[Material supplied]
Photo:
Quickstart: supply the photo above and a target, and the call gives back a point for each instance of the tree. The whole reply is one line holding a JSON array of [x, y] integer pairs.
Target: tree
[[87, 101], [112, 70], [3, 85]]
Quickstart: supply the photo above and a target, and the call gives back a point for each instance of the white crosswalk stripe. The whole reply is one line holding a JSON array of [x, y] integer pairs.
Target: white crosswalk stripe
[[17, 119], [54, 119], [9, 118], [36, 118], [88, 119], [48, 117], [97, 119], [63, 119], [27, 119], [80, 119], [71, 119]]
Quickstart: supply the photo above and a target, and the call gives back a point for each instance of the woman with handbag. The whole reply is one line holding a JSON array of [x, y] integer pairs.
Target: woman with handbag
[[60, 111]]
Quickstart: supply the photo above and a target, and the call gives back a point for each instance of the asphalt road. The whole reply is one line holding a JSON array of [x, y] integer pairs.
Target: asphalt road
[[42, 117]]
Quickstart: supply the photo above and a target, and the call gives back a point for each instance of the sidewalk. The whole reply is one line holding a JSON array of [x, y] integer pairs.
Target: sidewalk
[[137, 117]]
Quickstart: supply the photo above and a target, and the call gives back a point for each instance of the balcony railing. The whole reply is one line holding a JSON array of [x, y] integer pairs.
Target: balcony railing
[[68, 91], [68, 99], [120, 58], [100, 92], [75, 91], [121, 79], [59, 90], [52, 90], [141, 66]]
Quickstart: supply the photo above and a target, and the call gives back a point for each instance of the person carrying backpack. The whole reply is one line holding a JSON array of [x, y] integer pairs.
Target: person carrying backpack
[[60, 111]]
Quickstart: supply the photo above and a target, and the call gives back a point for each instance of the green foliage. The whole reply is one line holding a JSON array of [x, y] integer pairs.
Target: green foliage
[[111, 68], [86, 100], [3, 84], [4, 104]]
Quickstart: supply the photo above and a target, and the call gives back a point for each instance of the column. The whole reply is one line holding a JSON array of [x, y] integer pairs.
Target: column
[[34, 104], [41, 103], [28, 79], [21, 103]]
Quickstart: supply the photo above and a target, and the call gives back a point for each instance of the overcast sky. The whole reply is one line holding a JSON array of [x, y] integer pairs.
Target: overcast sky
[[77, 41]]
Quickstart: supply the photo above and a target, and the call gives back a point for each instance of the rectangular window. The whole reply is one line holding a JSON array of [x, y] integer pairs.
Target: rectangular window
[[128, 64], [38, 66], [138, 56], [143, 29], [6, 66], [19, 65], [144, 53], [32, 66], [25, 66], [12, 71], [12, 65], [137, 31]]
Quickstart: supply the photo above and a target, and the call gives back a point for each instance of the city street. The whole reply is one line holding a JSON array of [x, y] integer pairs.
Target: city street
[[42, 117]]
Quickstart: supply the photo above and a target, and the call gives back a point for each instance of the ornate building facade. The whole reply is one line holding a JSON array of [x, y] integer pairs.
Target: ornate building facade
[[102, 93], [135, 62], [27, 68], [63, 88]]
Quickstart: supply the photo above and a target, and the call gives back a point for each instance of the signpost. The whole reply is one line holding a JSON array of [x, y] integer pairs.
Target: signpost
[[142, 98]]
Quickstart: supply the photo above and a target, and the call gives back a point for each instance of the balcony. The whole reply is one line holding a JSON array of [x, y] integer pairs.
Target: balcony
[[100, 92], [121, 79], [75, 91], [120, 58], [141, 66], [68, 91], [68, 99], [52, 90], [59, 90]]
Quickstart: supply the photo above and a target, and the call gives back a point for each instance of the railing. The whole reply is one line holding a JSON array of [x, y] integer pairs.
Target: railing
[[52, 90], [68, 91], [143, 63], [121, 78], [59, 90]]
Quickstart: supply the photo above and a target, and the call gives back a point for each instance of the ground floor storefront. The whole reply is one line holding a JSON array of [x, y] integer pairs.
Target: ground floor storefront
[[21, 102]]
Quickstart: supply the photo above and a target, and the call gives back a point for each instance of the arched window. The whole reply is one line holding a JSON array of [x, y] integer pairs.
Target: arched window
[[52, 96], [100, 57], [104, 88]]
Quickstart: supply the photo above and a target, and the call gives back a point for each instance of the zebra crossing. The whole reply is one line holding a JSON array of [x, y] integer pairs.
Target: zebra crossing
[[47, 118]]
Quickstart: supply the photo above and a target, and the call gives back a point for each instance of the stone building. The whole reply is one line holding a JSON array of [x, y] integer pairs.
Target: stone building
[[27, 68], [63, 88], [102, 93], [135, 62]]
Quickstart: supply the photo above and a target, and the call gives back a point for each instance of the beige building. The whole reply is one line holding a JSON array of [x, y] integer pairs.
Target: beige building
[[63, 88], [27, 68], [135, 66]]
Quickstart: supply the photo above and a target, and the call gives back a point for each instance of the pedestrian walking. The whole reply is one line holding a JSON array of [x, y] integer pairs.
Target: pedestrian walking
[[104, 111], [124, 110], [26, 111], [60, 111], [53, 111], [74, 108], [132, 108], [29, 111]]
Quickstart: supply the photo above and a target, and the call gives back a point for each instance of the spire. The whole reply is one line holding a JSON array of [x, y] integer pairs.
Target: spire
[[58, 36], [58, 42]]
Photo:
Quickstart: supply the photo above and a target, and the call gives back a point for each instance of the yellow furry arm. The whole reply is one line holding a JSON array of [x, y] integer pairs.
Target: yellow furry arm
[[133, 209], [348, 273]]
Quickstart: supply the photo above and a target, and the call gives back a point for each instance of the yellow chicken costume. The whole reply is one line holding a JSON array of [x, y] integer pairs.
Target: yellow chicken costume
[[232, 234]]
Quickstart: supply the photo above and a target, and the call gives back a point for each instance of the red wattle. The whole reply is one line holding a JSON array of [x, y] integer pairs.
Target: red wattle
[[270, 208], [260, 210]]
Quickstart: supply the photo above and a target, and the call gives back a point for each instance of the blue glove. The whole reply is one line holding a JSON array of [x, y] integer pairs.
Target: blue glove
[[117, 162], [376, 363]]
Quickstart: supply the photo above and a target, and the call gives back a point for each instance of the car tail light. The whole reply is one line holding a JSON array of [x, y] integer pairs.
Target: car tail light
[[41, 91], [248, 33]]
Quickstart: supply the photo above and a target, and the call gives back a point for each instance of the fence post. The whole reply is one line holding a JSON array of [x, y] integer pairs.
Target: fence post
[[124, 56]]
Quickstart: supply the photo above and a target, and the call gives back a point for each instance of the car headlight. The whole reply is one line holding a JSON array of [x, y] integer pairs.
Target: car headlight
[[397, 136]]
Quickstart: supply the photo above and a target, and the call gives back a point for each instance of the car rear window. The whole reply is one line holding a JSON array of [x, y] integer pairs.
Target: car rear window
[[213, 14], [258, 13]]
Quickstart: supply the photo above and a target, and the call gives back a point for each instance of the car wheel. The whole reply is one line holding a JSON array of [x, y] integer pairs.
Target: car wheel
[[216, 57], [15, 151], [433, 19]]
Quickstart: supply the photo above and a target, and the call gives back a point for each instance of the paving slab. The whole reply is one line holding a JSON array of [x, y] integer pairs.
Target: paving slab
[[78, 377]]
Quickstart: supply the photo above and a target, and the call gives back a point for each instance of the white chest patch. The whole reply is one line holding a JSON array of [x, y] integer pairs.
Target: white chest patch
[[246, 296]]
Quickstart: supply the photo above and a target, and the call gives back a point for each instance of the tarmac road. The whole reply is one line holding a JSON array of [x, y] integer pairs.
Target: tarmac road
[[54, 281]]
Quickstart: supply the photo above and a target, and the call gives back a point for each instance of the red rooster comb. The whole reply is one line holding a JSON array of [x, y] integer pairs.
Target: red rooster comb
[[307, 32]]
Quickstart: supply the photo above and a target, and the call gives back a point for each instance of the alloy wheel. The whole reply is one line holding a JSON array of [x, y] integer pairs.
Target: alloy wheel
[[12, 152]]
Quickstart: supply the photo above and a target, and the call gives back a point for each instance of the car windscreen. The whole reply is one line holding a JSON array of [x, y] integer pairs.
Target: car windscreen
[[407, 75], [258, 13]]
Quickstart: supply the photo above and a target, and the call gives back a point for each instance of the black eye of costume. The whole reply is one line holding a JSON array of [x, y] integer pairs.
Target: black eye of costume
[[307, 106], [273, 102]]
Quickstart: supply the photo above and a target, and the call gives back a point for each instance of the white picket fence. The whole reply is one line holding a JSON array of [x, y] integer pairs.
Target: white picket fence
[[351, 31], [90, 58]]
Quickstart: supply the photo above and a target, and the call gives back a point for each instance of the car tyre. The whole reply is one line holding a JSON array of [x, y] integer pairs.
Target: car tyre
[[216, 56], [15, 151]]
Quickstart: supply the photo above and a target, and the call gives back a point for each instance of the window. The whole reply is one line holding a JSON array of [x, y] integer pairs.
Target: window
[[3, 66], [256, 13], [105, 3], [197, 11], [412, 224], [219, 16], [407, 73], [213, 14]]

[Try it]
From the records above, copy only the lines starting with the line that holds "of the pedestrian" and going on through the line that holds "the red wattle.", exactly as written.

[Answer space]
Quickstart: supply the photo above and a target, and the call gives back a point for each instance of the pedestrian walking. The whole reply is one line holding a JSON array of [x, y] integer pairs.
Target: pedestrian walking
[[104, 111], [124, 110], [26, 111], [60, 111], [53, 111], [74, 108], [132, 108], [29, 111]]
Quickstart: supply the photo above and a target, and the call gives back a point for each instance of the spire. The whole reply is one line holding a JSON array of [x, y] integer pairs.
Target: spire
[[58, 36], [58, 42]]
Photo:
Quickstart: supply the photo above and a target, and the call gives back a point for each instance of the yellow furry arm. The whole reply is one line holding a JSON array of [x, y] integer pairs.
Target: yellow furry arm
[[133, 209], [348, 273]]
Quickstart: supply the photo above and a target, and the call gives back a point for each instance of the yellow chicken costume. The whole reply is one line holding a JSON array of [x, y] integer pairs.
Target: yellow chicken costume
[[232, 234]]
Quickstart: supply the photo above and a target, and the call gives back a point for each instance of the red wattle. The whole reply is one line holding a JSON array of [x, y] integer pairs.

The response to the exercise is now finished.